Texte fourni —
◆ ◆ ◆ ◆

Comme toutes les universités, l'Université dans laquelle je travaille accueille chaque année des étudiant·e·s du monde entier qui souhaitent obtenir un grade à l'international ou expérimenter la mobilité académique pour quelques mois (Détourbe, 2017). Ces personnes sont souvent tenues, lorsqu'elles ne peuvent témoigner d'une certification en langue, de commencer leur cursus par un parcours en français destiné à construire les ressources langagières considérées nécessaires pour mener à bien leurs études. Or, le parcours de ces étudiant·e·s met particulièrement en évidence que le degré de maitrise linguistique ne fait pas tout dans la compétence à étudier dans une nouvelle langue, et que les enjeux rencontrés le sont aussi souvent, mais de manière moins visible, par des personnes qui étudient dans leur principale langue de scolarisation.
La présente contribution s'intéressera ainsi à ce qui se joue, en termes de socialisation langagière et académique (Dubar, 2010), dans la réussite, le maintien ou l'échec des études. En particulier, il s'agira d'investiguer plus précisément la manière dont les étudiants parviennent plus ou moins à trouver leur place à l'université et à surmonter les enjeux de pouvoir rencontrés ou perçus.

◆ ◆ ◆ ◆

Liste des tâches —
[a] Répondez à ces questions sur le texte consacré aux étudiant·e·s à l'université :
(i) Par quoi doivent commencer leur cursus les personnes qui ne peuvent témoigner d'une certification en langue ?
(ii) Quels deux types de socialisation la contribution annonce-t-elle examiner ?
(iii) Quelles trois issues des études sont citées ?
[b] Poursuivez le texte sur la place des étudiant·e·s à l'université en reprenant après sa dernière phrase.

Lignes extraites —

◆ ◆ ◆ ◆

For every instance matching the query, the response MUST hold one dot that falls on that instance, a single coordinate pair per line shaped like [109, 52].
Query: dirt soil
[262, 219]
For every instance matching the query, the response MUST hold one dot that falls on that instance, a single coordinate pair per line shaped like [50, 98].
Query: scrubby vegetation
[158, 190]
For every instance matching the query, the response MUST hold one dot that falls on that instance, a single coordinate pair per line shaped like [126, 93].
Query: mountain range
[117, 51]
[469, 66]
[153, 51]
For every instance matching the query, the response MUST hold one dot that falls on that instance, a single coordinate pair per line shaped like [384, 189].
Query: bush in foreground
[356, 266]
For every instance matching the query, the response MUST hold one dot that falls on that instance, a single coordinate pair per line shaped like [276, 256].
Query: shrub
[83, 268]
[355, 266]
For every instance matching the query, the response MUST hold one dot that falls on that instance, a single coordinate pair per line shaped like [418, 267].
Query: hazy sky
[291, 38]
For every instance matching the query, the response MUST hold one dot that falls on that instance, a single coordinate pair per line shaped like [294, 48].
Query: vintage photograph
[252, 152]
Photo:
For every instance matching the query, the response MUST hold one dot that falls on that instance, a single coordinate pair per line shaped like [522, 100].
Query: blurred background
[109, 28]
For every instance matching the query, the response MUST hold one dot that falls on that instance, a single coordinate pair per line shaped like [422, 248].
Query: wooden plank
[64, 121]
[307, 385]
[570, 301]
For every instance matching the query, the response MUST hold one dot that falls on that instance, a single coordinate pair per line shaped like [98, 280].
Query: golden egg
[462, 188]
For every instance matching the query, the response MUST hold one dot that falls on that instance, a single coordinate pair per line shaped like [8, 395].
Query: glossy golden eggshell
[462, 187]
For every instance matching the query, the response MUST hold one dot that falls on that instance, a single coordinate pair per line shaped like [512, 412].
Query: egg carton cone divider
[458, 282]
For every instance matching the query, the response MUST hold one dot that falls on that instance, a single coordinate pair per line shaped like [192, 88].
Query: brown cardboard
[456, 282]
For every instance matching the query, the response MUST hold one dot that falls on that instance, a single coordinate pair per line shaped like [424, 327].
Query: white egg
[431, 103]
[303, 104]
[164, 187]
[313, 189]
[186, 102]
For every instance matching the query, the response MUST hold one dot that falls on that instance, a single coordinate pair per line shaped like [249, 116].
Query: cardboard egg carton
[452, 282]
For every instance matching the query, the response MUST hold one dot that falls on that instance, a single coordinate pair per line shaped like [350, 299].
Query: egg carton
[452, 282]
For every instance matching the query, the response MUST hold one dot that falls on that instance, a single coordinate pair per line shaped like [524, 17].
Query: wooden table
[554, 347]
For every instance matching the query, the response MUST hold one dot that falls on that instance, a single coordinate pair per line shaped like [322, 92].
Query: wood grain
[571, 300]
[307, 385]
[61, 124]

◆ ◆ ◆ ◆

Résultats des tâches —
[a]
(i) Par un parcours en français.
(ii) La socialisation langagière et la socialisation académique.
(iii) La réussite, le maintien ou l'échec des études.

[b]
Dans une perspective sociolinguistique critique, j'analyserai les trajectoires de trois étudiant·e·s : l'un inscrit en Français langue étrangère et souhaitant étudier une autre discipline en français après son Diplôme de langue ; la deuxième inscrite en Master FLE après une formation en Didactique du FLE en Algérie et en français, mais rencontrant de grandes difficultés pour valider ses travaux semestriels ; la troisième, enfin, scolarisée depuis toujours en français et dans la région, inscrite en Master dans le Département d'anglais après avoir abandonné le Français moderne à l'issue de son Bachelor parce qu'elle ne se sentait linguistiquement pas à la hauteur.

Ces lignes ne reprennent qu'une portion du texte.